The US says the international nuclear deal with Iran remains intact but that missile tests "clearly" violated a broader UN resolution. Iran said they were in compliance with both the nuclear accord and the resolution.

Iran makes missiles tests
Image: picture-alliance/dpa/Defence Ministry Iran

The United States will protest to the United Nations and consider unilateral actions against Iran if it determines that this week's Iranian missile tests violated a UN Security Council resolution.

Spokesman John Kirby said Iran violated UN resolution 2231 that covers an international agreement to lift sanctions against Iran in exchange for the Tehran regime abandoning attempts to develop a nuclear weapon.

Although this resolution incorporates the nuclear agreement, Kirby said it also extends beyond it, meaning that Iran could violate the resolution itself but still be in compliance with the nuclear agreement.

"We're not going to turn a blind eye to this and we're not at all trying to make any excuses for it," Kirby told journalists. "I'm just trying to get to a technical point here, which is that it's not a violation of the Iran deal itself. It is, however, very clearly a violation of 2231, the new UN Security Council resolution. And we'll deal with it."

Iran's Revolutionary Guard test-launched several ballistic missiles on Tuesday and Wednesday, including some from launcher trucks tucked in the Alborz mountain range in the north of the country, hitting targets nearly 900 miles away in the southeastern Makran area.

Iran: missiles for legitimate defense only

Iran's Foreign Ministry spokesman Hossein Jaberi Ansari defended the missile tests in comments to the official IRNA news agency on Thursday, saying the missiles were "conventional defensive instruments and they were merely for legitimate defense."

Iranian defence ministry photo: ballistic missile launchImage: picture-alliance/dpa/Defence Ministry Iran

Ansari says the test-firing "did not defy the Security Council resolution."

But Iran's Revolutionary Guard - formally know as the Iranian Revolutionary Guard Corps; a hard-line branch of Tehran's military forces - issued a much more belligerent defense of the missile tests.

"Iran's missile program will not stop under any circumstances ... The IRGC has never accepted the UN Security Council resolutions on Iran's missile work ... we are always ready to defend the country against any aggressor. Iran will not turn into Yemen, Iraq or Syria," Brigadier General Amir Ali Hajizadeh told state TV on late Wednesday, referring to a series of Middle East countries consumed with internal conflicts or outright civil war.

"Some of the missiles carried 24 warheads and one ton of TNT," the general said.

Vice President Joe Biden said the US would act against Iran if the missile tests were confirmed.

"All their conventional activity outside the [nuclear] deal, which is still beyond the deal, we will and are attempting to act wherever we can find it," Biden said during a visit to Israel and the Palestinian territories. Successful international efforts to broker the Iranian deal last year prompted major resistance from Israel's government, with Prime Minister Benjamin Netanyahu decrying the plans in Congress.

Location annotation dataset excerpts:

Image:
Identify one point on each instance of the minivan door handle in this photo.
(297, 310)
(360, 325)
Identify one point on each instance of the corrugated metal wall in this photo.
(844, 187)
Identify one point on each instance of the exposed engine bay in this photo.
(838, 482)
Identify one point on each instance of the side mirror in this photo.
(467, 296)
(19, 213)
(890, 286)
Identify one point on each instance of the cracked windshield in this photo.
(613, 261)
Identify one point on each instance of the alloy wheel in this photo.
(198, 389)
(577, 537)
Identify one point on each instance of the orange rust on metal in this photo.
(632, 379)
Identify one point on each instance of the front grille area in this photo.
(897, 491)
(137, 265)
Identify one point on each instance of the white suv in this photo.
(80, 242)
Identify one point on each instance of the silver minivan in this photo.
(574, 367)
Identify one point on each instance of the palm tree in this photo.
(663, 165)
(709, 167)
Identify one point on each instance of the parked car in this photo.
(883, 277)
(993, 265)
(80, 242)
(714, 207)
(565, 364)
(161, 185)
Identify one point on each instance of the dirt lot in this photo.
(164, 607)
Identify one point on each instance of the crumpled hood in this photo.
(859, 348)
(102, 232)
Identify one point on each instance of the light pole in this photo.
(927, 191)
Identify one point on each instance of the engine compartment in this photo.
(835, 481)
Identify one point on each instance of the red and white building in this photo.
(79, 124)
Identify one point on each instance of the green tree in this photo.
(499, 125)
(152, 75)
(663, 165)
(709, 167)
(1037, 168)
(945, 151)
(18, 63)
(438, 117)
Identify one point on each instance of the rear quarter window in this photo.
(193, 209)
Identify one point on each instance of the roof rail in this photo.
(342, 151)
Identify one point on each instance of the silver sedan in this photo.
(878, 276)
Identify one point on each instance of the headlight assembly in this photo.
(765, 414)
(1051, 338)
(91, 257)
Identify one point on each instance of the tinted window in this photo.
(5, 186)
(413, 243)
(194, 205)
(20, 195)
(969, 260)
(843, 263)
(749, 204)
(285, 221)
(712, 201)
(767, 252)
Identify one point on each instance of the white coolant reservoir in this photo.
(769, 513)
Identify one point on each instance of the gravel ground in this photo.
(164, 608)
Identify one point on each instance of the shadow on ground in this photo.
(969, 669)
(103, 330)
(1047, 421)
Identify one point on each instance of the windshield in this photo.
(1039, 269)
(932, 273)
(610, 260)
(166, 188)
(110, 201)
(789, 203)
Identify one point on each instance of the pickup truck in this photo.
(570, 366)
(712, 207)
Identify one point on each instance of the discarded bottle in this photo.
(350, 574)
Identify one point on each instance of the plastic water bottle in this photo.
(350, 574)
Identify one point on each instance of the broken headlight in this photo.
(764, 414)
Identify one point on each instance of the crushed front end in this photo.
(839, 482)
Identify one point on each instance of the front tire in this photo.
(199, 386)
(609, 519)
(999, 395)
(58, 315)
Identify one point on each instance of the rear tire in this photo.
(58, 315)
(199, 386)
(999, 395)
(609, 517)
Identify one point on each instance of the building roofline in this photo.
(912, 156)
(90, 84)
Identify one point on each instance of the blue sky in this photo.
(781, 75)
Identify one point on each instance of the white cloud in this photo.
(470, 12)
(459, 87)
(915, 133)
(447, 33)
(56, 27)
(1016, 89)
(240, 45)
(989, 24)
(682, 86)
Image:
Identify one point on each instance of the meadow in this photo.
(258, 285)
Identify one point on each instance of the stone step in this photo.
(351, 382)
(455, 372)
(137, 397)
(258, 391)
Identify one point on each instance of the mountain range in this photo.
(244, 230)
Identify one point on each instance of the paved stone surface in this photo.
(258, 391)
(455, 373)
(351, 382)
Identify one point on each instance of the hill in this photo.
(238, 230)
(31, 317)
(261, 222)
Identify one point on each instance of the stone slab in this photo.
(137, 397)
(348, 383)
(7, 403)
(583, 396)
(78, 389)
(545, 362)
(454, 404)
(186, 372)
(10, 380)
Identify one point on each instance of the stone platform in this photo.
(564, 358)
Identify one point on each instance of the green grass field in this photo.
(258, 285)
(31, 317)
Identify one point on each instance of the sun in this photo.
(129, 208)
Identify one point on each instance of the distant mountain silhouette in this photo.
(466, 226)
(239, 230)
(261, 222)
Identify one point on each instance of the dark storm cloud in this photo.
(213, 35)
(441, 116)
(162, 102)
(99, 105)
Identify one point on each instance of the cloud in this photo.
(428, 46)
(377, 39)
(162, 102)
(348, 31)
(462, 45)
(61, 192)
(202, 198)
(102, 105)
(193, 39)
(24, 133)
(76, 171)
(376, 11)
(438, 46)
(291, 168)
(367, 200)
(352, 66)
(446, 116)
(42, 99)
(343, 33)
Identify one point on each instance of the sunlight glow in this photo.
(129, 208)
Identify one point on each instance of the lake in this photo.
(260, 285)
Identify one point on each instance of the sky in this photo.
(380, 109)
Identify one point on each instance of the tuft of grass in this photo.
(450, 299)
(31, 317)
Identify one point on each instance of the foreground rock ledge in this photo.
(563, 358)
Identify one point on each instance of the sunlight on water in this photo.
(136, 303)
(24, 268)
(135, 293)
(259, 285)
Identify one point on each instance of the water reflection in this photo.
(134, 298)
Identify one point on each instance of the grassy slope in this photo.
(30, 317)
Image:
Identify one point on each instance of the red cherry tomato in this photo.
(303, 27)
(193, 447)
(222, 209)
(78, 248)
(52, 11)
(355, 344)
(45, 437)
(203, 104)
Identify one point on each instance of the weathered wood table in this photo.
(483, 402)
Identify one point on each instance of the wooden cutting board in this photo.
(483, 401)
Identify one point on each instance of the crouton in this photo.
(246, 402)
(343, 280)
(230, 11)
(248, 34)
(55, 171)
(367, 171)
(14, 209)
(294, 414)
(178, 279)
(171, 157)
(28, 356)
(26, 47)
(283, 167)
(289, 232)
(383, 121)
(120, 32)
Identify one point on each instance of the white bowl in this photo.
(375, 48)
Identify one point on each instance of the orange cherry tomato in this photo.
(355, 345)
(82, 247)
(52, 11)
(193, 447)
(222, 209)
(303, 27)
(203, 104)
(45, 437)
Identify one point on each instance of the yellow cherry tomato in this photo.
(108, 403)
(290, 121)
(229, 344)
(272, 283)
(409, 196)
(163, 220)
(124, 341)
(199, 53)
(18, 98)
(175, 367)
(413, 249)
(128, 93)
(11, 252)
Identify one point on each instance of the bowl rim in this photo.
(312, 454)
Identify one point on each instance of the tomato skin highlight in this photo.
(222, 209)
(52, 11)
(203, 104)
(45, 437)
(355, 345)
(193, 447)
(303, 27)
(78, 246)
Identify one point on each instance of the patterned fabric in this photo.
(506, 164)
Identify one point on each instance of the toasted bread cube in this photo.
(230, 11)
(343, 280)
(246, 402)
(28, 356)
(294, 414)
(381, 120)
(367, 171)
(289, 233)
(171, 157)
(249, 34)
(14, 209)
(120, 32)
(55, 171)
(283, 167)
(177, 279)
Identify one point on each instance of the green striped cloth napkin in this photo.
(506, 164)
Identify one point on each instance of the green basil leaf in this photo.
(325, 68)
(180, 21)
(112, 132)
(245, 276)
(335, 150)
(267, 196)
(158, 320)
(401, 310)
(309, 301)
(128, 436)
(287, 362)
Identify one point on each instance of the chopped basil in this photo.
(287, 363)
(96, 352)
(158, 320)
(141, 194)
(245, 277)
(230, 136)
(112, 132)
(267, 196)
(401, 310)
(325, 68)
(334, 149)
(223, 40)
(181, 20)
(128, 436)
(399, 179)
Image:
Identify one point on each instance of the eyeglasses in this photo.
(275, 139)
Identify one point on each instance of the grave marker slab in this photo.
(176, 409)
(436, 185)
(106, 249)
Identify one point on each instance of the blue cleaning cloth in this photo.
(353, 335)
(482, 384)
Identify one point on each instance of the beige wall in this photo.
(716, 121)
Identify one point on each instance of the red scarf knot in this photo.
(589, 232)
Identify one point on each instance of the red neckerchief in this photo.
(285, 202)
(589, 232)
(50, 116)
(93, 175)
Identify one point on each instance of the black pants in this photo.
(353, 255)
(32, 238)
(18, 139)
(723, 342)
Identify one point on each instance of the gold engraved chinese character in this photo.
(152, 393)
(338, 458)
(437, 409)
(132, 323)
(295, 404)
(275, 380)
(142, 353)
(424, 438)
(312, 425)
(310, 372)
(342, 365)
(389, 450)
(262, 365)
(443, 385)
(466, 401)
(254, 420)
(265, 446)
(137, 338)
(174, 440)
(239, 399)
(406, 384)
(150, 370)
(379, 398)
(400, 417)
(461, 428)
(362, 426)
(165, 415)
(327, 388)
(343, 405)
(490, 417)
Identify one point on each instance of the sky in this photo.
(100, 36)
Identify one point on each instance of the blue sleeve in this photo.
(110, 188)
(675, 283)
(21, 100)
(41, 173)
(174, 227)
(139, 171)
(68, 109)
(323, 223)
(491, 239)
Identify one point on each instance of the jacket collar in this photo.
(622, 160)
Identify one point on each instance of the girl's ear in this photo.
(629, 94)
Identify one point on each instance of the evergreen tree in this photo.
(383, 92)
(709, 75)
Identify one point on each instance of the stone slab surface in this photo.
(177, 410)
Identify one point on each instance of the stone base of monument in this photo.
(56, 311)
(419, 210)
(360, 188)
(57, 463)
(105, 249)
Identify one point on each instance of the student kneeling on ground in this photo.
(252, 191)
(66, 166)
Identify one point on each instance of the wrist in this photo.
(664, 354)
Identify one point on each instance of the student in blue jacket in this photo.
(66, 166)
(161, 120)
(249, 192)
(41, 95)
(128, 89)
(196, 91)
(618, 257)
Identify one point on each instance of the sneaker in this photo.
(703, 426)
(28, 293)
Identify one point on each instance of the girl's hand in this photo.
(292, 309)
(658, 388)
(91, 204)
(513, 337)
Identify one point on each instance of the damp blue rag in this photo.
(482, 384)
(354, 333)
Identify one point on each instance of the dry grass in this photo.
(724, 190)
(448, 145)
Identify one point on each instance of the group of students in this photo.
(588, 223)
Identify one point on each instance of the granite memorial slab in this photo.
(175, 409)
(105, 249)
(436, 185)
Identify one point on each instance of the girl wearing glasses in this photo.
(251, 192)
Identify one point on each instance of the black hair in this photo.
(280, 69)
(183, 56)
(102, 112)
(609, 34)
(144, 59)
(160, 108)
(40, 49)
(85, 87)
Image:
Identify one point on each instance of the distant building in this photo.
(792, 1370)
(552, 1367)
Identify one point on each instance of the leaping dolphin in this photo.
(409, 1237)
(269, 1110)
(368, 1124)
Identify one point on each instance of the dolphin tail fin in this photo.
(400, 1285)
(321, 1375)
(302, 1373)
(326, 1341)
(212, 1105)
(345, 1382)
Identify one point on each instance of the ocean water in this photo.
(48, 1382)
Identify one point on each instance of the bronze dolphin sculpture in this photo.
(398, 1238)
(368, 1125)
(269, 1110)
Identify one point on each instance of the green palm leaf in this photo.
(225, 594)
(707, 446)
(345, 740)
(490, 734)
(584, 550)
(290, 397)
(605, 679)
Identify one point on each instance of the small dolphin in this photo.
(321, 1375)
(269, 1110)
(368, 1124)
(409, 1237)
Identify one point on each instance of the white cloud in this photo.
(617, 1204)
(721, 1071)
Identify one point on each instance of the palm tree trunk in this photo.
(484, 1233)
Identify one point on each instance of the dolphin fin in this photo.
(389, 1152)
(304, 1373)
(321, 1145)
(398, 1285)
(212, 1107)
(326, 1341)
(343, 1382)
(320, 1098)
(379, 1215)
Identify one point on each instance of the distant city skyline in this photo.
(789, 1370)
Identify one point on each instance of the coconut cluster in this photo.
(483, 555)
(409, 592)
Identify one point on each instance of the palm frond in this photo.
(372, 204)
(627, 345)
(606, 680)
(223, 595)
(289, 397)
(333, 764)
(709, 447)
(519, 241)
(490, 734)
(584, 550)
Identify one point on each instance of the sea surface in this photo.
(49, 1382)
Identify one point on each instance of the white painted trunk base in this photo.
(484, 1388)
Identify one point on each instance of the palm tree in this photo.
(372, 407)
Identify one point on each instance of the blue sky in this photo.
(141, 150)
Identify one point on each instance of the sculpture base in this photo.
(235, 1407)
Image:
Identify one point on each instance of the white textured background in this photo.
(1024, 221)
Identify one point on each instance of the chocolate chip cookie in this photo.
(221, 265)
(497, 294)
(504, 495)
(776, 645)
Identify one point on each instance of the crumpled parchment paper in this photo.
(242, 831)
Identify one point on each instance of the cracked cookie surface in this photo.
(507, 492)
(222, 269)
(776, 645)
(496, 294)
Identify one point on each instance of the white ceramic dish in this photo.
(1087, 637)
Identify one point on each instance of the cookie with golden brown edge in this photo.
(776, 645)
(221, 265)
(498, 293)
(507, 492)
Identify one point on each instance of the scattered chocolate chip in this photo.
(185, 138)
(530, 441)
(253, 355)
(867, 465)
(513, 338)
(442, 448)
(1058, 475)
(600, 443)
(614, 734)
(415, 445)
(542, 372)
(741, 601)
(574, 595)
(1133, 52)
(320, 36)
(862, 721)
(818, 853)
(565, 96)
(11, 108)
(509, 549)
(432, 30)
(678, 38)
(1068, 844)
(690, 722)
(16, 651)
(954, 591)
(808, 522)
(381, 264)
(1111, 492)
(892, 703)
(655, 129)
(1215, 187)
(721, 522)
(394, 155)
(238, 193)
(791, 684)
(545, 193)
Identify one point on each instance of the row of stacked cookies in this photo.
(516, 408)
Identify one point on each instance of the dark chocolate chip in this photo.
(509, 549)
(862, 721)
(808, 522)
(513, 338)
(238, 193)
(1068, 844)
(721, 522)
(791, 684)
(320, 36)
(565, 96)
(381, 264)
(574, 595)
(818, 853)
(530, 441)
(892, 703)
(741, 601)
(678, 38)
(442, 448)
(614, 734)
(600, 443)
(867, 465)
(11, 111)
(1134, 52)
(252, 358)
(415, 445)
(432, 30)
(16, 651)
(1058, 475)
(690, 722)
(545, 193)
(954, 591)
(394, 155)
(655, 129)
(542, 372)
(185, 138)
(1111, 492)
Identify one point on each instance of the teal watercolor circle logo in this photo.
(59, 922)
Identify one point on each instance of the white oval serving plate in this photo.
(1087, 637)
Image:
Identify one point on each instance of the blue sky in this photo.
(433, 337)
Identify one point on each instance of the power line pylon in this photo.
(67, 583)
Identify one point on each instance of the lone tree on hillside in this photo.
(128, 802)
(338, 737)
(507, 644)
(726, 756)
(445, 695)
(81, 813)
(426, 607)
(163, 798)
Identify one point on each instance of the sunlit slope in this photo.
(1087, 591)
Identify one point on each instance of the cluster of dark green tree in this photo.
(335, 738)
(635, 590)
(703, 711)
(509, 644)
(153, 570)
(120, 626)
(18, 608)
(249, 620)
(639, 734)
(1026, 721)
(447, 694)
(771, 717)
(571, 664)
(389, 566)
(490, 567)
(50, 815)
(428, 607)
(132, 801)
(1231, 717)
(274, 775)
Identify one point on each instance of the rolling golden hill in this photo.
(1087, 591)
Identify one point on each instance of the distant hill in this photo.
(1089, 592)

→ **SHORT PROBLEM 1**
List every person named in the article on Iran's missile tests.
→ **SHORT PROBLEM 2**
Answer these questions from the article on Iran's missile tests:
(a) On which days did Iran's Revolutionary Guard test-launch the ballistic missiles?
(b) To which news agency did Hossein Jaberi Ansari give his comments?
(c) Where was Joe Biden visiting when he spoke about Iran's conventional activity?
→ **SHORT PROBLEM 3**
Reproduce a passage from the article on Iran's missile tests, beginning at the words "Ansari says the" and stopping after the words "outright civil war.".
The records are separate material and have no connection to the article on Iran's missile tests.

→ **PROBLEM SOLUTION 1**
John Kirby
Hossein Jaberi Ansari
Amir Ali Hajizadeh
Joe Biden
Benjamin Netanyahu

→ **PROBLEM SOLUTION 2**
(a) Tuesday and Wednesday.
(b) The official IRNA news agency.
(c) Israel and the Palestinian territories.

→ **PROBLEM SOLUTION 3**
Ansari says the test-firing "did not defy the Security Council resolution."

But Iran's Revolutionary Guard - formally know as the Iranian Revolutionary Guard Corps; a hard-line branch of Tehran's military forces - issued a much more belligerent defense of the missile tests.

"Iran's missile program will not stop under any circumstances ... The IRGC has never accepted the UN Security Council resolutions on Iran's missile work ... we are always ready to defend the country against any aggressor. Iran will not turn into Yemen, Iraq or Syria," Brigadier General Amir Ali Hajizadeh told state TV on late Wednesday, referring to a series of Middle East countries consumed with internal conflicts or outright civil war.